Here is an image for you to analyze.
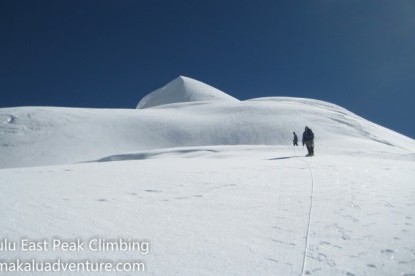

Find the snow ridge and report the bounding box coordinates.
[137,76,238,109]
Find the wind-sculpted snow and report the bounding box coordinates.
[0,148,415,276]
[0,77,415,276]
[0,98,415,168]
[137,76,238,109]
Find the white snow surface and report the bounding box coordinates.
[0,78,415,276]
[137,76,238,109]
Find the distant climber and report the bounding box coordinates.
[293,132,298,146]
[303,126,314,156]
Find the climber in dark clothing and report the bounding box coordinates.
[293,132,298,146]
[303,127,314,156]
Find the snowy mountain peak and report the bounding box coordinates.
[137,76,238,109]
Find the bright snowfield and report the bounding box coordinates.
[0,77,415,275]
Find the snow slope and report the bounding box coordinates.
[0,76,415,276]
[137,76,238,109]
[0,98,415,168]
[0,146,415,275]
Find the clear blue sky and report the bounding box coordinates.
[0,0,415,138]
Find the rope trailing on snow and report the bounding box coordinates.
[301,159,314,275]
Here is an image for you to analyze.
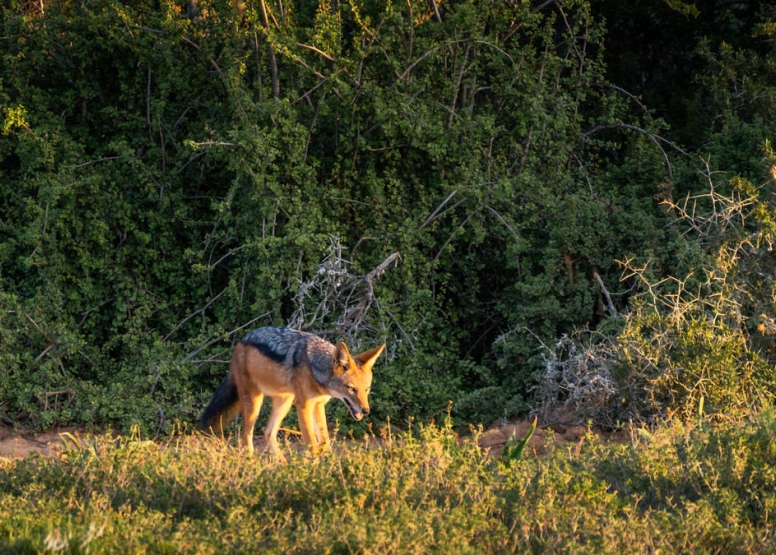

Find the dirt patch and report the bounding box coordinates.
[0,424,69,459]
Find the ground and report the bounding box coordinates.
[0,421,618,459]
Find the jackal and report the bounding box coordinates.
[199,328,385,459]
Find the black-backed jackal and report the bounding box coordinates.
[199,328,385,459]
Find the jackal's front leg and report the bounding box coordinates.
[296,402,318,455]
[314,401,329,446]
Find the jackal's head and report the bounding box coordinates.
[327,343,385,420]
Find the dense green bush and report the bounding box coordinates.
[0,0,772,431]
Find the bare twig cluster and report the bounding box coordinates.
[532,334,617,424]
[288,236,401,350]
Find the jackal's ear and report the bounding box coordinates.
[356,343,385,371]
[334,341,350,370]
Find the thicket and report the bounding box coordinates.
[0,0,776,432]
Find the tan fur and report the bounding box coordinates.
[229,343,385,459]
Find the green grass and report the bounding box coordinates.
[0,411,776,553]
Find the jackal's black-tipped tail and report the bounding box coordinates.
[198,376,238,435]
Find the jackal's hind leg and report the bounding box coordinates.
[264,393,294,460]
[240,393,264,453]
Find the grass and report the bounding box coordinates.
[0,411,776,553]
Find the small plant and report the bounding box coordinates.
[500,417,538,465]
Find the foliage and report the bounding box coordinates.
[0,416,776,553]
[0,0,773,433]
[0,0,680,431]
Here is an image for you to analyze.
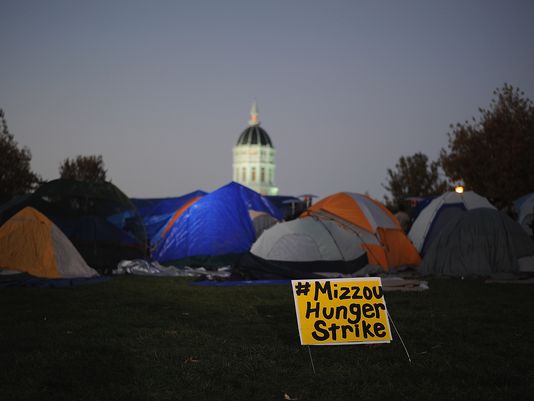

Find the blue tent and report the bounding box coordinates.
[130,190,206,247]
[153,182,283,264]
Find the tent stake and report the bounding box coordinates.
[308,345,315,374]
[390,311,412,363]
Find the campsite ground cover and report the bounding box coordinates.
[0,276,534,401]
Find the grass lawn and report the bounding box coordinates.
[0,276,534,401]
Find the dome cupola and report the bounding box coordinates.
[237,101,274,148]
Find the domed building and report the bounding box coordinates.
[233,101,278,195]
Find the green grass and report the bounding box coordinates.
[0,276,534,401]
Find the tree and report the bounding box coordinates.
[0,109,41,201]
[440,83,534,208]
[383,152,449,209]
[59,155,106,182]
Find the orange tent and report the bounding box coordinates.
[302,192,421,270]
[0,207,98,278]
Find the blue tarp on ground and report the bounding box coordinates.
[153,182,283,263]
[130,190,206,246]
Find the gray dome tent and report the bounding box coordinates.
[421,208,534,277]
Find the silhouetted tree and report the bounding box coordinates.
[440,84,534,208]
[59,155,106,182]
[383,152,449,210]
[0,109,40,202]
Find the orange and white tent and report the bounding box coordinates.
[0,207,98,278]
[302,192,421,270]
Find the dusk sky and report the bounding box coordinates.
[0,0,534,200]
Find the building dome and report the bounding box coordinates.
[233,101,278,195]
[237,125,274,148]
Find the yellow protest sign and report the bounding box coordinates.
[291,277,392,345]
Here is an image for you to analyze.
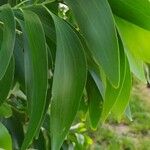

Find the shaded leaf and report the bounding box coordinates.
[0,103,12,118]
[112,58,132,119]
[116,17,150,62]
[43,7,86,150]
[65,0,120,87]
[0,122,12,150]
[17,10,48,150]
[101,43,127,122]
[0,58,15,105]
[0,5,15,79]
[86,74,103,129]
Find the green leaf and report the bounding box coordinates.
[101,42,127,122]
[112,58,132,120]
[0,123,12,150]
[14,34,25,91]
[18,10,48,150]
[108,0,150,30]
[86,74,103,129]
[0,58,15,106]
[0,5,15,79]
[116,17,150,63]
[0,103,12,118]
[65,0,120,87]
[44,6,86,150]
[125,104,133,121]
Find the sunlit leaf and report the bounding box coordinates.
[116,17,150,62]
[86,74,103,129]
[17,10,48,150]
[108,0,150,30]
[101,42,127,122]
[43,7,86,150]
[65,0,120,87]
[112,60,132,119]
[0,5,15,79]
[0,58,15,105]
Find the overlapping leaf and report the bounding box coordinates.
[65,0,120,87]
[112,57,132,119]
[108,0,150,30]
[44,6,86,150]
[101,44,127,122]
[116,17,150,62]
[86,74,103,129]
[0,123,12,150]
[17,10,48,150]
[0,58,15,105]
[0,5,15,79]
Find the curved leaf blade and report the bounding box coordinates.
[0,123,12,150]
[108,0,150,30]
[86,75,103,129]
[112,57,132,120]
[65,0,120,87]
[0,5,15,79]
[44,9,86,150]
[18,10,48,150]
[116,17,150,63]
[0,58,15,106]
[101,42,126,123]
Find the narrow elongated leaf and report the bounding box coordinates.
[0,58,15,105]
[116,17,150,63]
[14,35,25,91]
[125,104,133,121]
[101,43,127,122]
[124,45,146,83]
[86,75,103,129]
[2,115,24,150]
[44,6,86,150]
[65,0,120,87]
[112,58,132,119]
[108,0,150,30]
[0,122,12,150]
[0,5,15,79]
[0,103,12,118]
[18,10,48,150]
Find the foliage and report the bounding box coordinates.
[0,0,150,150]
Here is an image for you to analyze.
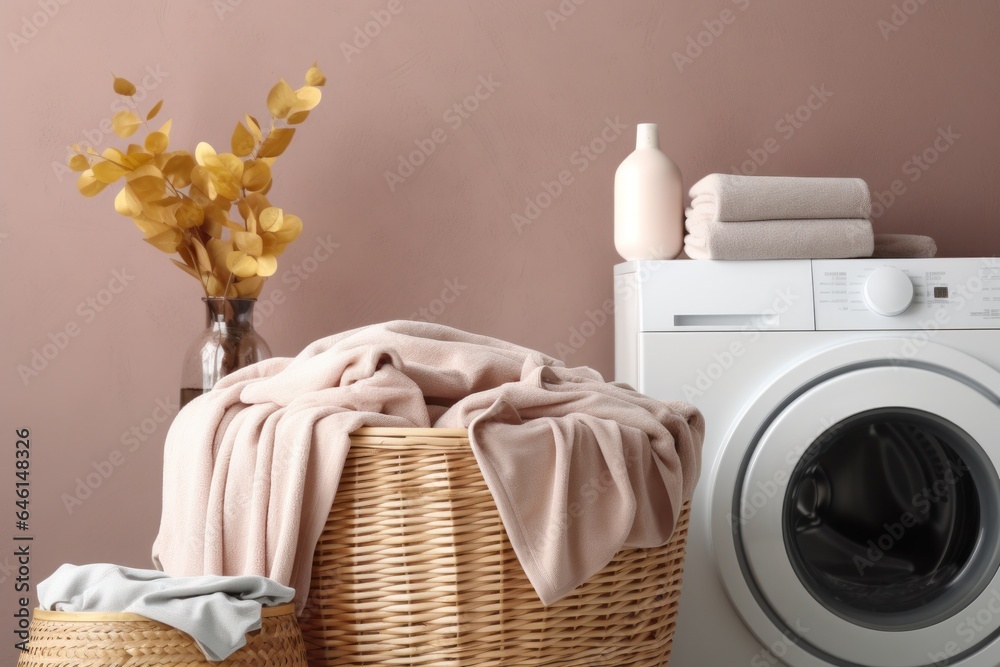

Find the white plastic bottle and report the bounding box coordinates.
[615,123,684,260]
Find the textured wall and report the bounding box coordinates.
[0,0,1000,664]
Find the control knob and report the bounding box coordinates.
[864,266,913,317]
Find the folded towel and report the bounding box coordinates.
[153,321,704,610]
[38,563,295,661]
[684,209,874,259]
[688,174,872,222]
[872,234,937,257]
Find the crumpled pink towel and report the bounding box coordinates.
[153,321,704,612]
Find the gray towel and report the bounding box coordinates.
[684,209,874,259]
[688,174,872,222]
[38,563,295,662]
[872,234,937,257]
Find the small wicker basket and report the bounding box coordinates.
[299,428,688,667]
[17,604,307,667]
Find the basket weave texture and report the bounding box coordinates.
[299,428,689,667]
[17,604,307,667]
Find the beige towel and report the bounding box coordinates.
[688,174,872,222]
[153,321,704,611]
[684,209,874,259]
[872,234,937,257]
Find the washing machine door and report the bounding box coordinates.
[715,339,1000,667]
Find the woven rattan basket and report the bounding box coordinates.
[299,428,688,667]
[17,604,307,667]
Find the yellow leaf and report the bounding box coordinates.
[235,276,264,299]
[246,192,271,215]
[191,164,218,199]
[124,151,156,170]
[257,206,285,232]
[233,232,264,257]
[144,132,170,155]
[111,109,142,139]
[267,79,298,118]
[274,213,302,245]
[257,255,278,278]
[194,141,218,167]
[125,164,167,202]
[144,228,184,255]
[132,218,184,255]
[243,113,264,141]
[115,76,135,97]
[294,86,323,111]
[69,153,90,171]
[206,164,240,201]
[115,185,142,218]
[146,100,163,120]
[163,151,197,188]
[216,153,243,181]
[257,127,295,158]
[229,123,259,157]
[205,239,233,270]
[101,147,128,167]
[226,250,257,278]
[306,63,326,86]
[240,156,271,192]
[174,199,205,229]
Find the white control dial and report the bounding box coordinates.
[865,266,913,317]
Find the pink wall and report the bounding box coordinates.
[0,0,1000,664]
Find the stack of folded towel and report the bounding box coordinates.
[684,174,875,259]
[684,174,937,259]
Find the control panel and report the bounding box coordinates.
[812,257,1000,330]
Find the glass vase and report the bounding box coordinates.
[181,297,271,407]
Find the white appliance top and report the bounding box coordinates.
[615,257,1000,332]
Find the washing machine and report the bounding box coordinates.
[615,258,1000,667]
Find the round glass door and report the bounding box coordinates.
[784,407,996,630]
[734,366,1000,667]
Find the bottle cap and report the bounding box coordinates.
[635,123,660,148]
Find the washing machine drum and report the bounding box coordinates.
[785,409,980,629]
[725,363,1000,667]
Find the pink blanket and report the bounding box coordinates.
[153,321,704,611]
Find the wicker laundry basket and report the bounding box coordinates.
[17,604,307,667]
[299,428,688,667]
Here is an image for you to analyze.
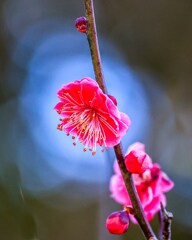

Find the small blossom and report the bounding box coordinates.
[55,78,130,155]
[106,210,129,234]
[75,17,87,33]
[110,143,174,223]
[125,143,152,174]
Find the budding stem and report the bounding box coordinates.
[84,0,157,240]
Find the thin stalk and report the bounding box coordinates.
[84,0,157,240]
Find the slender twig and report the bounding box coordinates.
[161,204,173,240]
[84,0,157,240]
[158,209,163,239]
[84,0,107,93]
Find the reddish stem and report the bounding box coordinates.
[84,0,157,240]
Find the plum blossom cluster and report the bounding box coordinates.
[106,142,174,234]
[55,78,130,155]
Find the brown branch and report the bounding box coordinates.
[84,0,157,240]
[161,204,173,240]
[84,0,107,94]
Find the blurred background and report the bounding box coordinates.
[0,0,192,240]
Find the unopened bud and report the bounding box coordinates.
[106,210,129,234]
[75,17,87,33]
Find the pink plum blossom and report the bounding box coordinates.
[55,78,130,155]
[110,143,174,223]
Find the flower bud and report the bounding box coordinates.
[108,95,117,106]
[75,17,87,33]
[125,150,152,174]
[106,210,129,234]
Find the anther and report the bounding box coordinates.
[92,152,96,156]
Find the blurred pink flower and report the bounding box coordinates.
[110,143,174,223]
[55,78,130,155]
[106,210,129,234]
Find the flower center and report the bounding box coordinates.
[58,106,117,155]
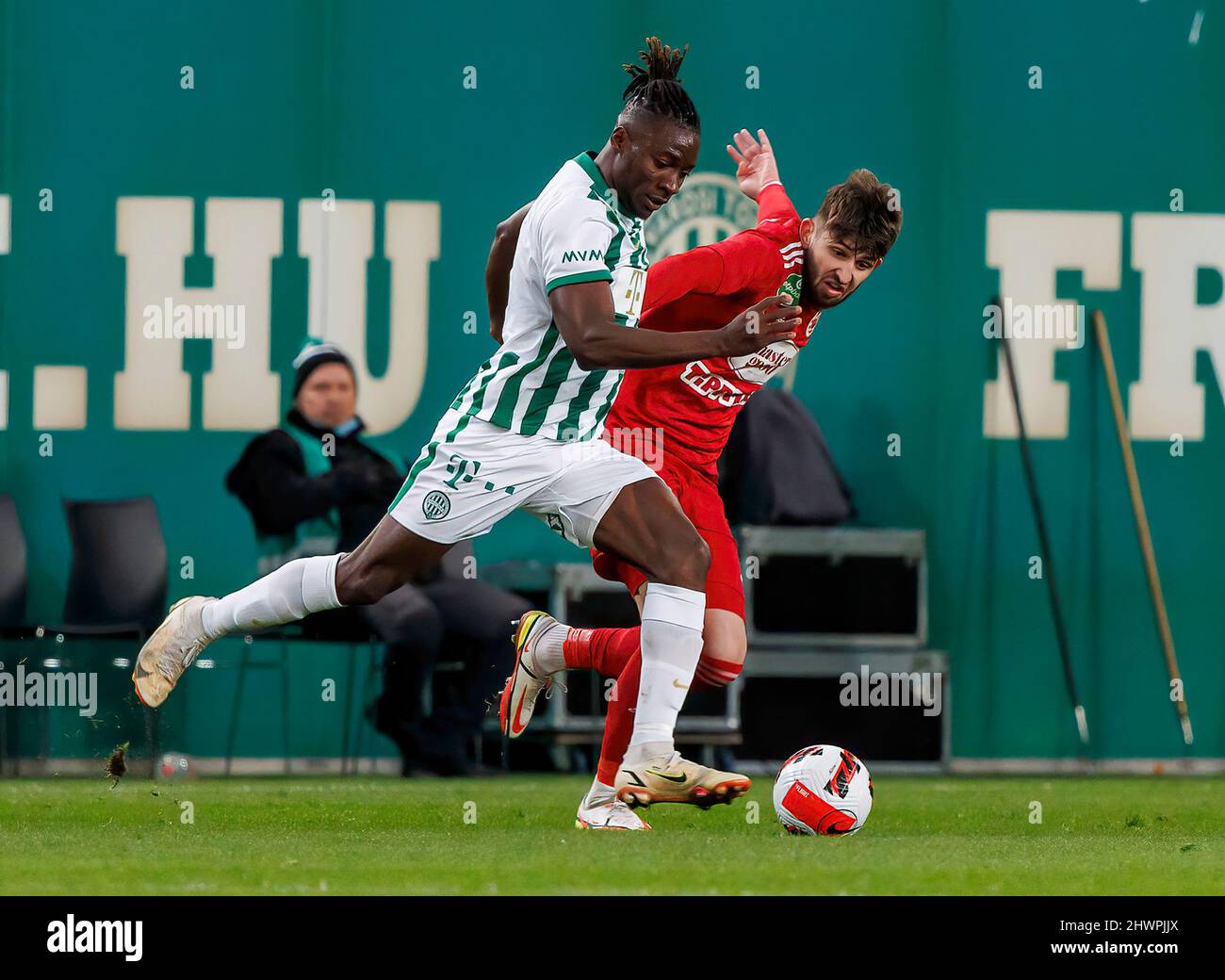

================

● **Task details**
Reproduce word for word the stretch of the listing from the line containing "Find the orange and" through the line containing "[291,277,392,345]", keeping both end lines.

● **Written answer**
Find the orange and white tent and report the bounding box coordinates.
[0,207,98,278]
[302,192,421,270]
Find the dusk sky and report the bounding box coordinates.
[0,0,534,200]
Find the building dome and report the bounding box coordinates.
[233,101,278,195]
[237,125,274,148]
Find the yellow protest sign and report the bounding box coordinates.
[291,277,392,345]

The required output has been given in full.